====== Dataset rows ======

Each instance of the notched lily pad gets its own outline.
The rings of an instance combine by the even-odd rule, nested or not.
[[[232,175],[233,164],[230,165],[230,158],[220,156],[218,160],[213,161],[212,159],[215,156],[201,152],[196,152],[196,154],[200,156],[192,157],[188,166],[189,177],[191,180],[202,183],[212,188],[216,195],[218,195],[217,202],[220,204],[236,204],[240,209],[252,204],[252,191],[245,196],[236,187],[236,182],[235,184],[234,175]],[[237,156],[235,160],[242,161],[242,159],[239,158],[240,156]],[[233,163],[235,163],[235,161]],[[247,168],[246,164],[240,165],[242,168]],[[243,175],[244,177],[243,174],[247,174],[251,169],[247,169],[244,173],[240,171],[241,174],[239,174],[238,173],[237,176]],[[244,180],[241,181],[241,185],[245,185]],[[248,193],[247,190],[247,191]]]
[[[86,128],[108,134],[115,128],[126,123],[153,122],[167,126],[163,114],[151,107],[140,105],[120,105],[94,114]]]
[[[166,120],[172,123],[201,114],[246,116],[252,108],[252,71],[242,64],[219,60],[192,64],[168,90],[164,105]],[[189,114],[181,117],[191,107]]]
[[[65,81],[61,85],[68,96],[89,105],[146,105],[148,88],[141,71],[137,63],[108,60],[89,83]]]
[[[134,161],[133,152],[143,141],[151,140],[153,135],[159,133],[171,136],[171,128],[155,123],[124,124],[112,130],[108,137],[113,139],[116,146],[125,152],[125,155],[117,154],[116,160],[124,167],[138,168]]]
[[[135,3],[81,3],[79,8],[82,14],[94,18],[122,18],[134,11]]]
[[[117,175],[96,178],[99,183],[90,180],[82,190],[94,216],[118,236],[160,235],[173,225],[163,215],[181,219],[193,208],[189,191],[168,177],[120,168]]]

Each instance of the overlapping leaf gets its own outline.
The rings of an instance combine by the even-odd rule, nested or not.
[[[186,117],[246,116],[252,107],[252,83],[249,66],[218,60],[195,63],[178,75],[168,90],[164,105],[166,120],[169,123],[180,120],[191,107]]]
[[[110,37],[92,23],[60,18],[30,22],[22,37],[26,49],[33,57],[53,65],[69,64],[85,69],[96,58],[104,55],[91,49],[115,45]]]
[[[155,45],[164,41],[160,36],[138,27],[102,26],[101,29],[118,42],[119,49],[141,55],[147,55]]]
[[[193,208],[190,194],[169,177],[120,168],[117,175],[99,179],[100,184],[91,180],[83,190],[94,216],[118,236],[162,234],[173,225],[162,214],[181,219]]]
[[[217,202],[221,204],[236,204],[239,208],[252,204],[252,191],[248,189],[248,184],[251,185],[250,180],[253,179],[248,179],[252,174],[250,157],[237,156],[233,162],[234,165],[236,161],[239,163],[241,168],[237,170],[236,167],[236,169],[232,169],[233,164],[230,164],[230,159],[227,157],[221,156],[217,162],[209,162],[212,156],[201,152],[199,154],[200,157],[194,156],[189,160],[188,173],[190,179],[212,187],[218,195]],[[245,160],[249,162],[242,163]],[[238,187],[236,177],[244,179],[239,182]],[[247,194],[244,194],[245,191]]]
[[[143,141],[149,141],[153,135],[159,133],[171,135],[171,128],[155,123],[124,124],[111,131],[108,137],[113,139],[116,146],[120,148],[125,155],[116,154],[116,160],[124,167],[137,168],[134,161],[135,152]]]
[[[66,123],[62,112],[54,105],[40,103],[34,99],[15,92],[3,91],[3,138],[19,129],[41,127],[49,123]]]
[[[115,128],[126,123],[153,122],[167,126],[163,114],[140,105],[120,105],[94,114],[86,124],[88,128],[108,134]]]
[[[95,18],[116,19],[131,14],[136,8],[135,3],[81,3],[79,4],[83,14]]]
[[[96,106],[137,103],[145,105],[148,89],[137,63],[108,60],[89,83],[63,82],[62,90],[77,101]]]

======

### Exercise requirements
Rewrite every line of the entries above as a two-column Markdown table, skipping blank lines. Put the row number under "Row" and the line under "Text".

### Solution to the exercise
| Row | Text |
|---|---|
| 1 | Each instance of the notched lily pad gets its own outline. |
| 2 | The rings of an instance combine by the even-odd rule, nested or not. |
| 3 | [[[232,175],[233,164],[230,165],[230,158],[220,156],[218,160],[213,161],[212,159],[215,156],[201,152],[196,152],[196,154],[200,156],[192,157],[188,166],[189,177],[191,180],[202,183],[212,188],[216,195],[218,195],[217,202],[220,204],[236,204],[240,209],[252,204],[252,191],[245,196],[236,187],[236,182],[235,184],[234,175]],[[237,156],[235,160],[242,161],[242,159],[239,158],[240,156]],[[233,163],[235,163],[235,161]],[[247,168],[246,164],[240,165],[242,168]],[[243,175],[244,177],[243,174],[247,174],[251,169],[247,169],[244,173],[240,171],[241,174],[239,174],[238,173],[237,176]],[[244,180],[241,181],[241,185],[245,185]],[[248,193],[247,190],[247,191]]] |
| 4 | [[[86,128],[108,134],[115,128],[126,123],[153,122],[167,126],[163,114],[151,107],[140,105],[120,105],[94,114]]] |
| 5 | [[[166,120],[172,123],[201,114],[246,116],[252,108],[252,71],[242,64],[219,60],[192,64],[168,90],[164,105]],[[189,114],[181,117],[191,107]]] |
| 6 | [[[65,81],[61,85],[68,96],[89,105],[146,105],[148,88],[141,71],[137,63],[108,60],[89,83]]] |
| 7 | [[[134,161],[133,152],[143,141],[151,140],[153,135],[159,133],[171,136],[171,128],[155,123],[124,124],[112,130],[108,137],[113,139],[116,146],[125,152],[125,155],[117,154],[116,160],[124,167],[138,168]]] |
| 8 | [[[135,3],[81,3],[79,8],[82,14],[94,18],[122,18],[134,11]]] |
| 9 | [[[117,175],[96,178],[99,183],[90,180],[82,190],[94,216],[118,236],[160,235],[173,225],[163,215],[181,219],[193,208],[189,191],[168,177],[120,168]]] |
| 10 | Each instance of the overlapping leaf gets its own outline. |
| 11 | The rings of an instance combine by the even-odd rule, nested or not. |
| 12 | [[[186,117],[246,116],[252,107],[252,83],[249,66],[218,60],[195,63],[178,75],[168,90],[164,105],[166,120],[169,123],[180,120],[191,107]]] |
| 13 | [[[110,37],[92,23],[60,18],[30,22],[22,37],[26,49],[33,57],[53,65],[69,64],[85,69],[96,58],[104,55],[91,49],[115,45]]] |
| 14 | [[[155,45],[164,41],[160,36],[138,27],[102,26],[101,29],[118,42],[119,49],[141,55],[147,55]]] |
| 15 | [[[193,208],[190,194],[169,177],[120,168],[117,175],[99,179],[100,184],[91,180],[83,190],[94,216],[118,236],[162,234],[173,225],[162,214],[181,219]]] |
| 16 | [[[217,202],[221,204],[236,204],[239,208],[252,204],[252,191],[248,189],[248,184],[251,185],[250,180],[253,179],[248,179],[252,174],[250,157],[237,156],[233,162],[234,165],[236,161],[239,163],[241,168],[237,170],[236,167],[236,169],[232,169],[233,164],[230,164],[230,159],[227,157],[221,156],[217,162],[209,162],[212,156],[201,152],[199,154],[200,157],[194,156],[189,160],[188,173],[190,179],[212,187],[218,195]],[[245,160],[249,162],[242,163]],[[238,187],[236,177],[244,179],[239,182]],[[247,194],[244,194],[245,191]]] |
| 17 | [[[143,141],[149,141],[153,135],[159,133],[171,135],[171,128],[155,123],[124,124],[111,131],[108,137],[113,139],[116,146],[120,148],[125,155],[116,154],[116,160],[124,167],[137,168],[134,161],[135,152]]] |
| 18 | [[[66,123],[62,112],[54,105],[40,103],[34,99],[15,92],[3,91],[3,138],[19,129],[41,127],[49,123]]] |
| 19 | [[[115,128],[126,123],[153,122],[167,126],[163,114],[140,105],[120,105],[94,114],[86,124],[88,128],[108,134]]] |
| 20 | [[[95,18],[116,19],[131,14],[136,8],[135,3],[81,3],[79,4],[83,14]]] |
| 21 | [[[96,106],[137,103],[145,105],[148,89],[137,63],[108,60],[89,83],[63,82],[62,90],[77,101]]] |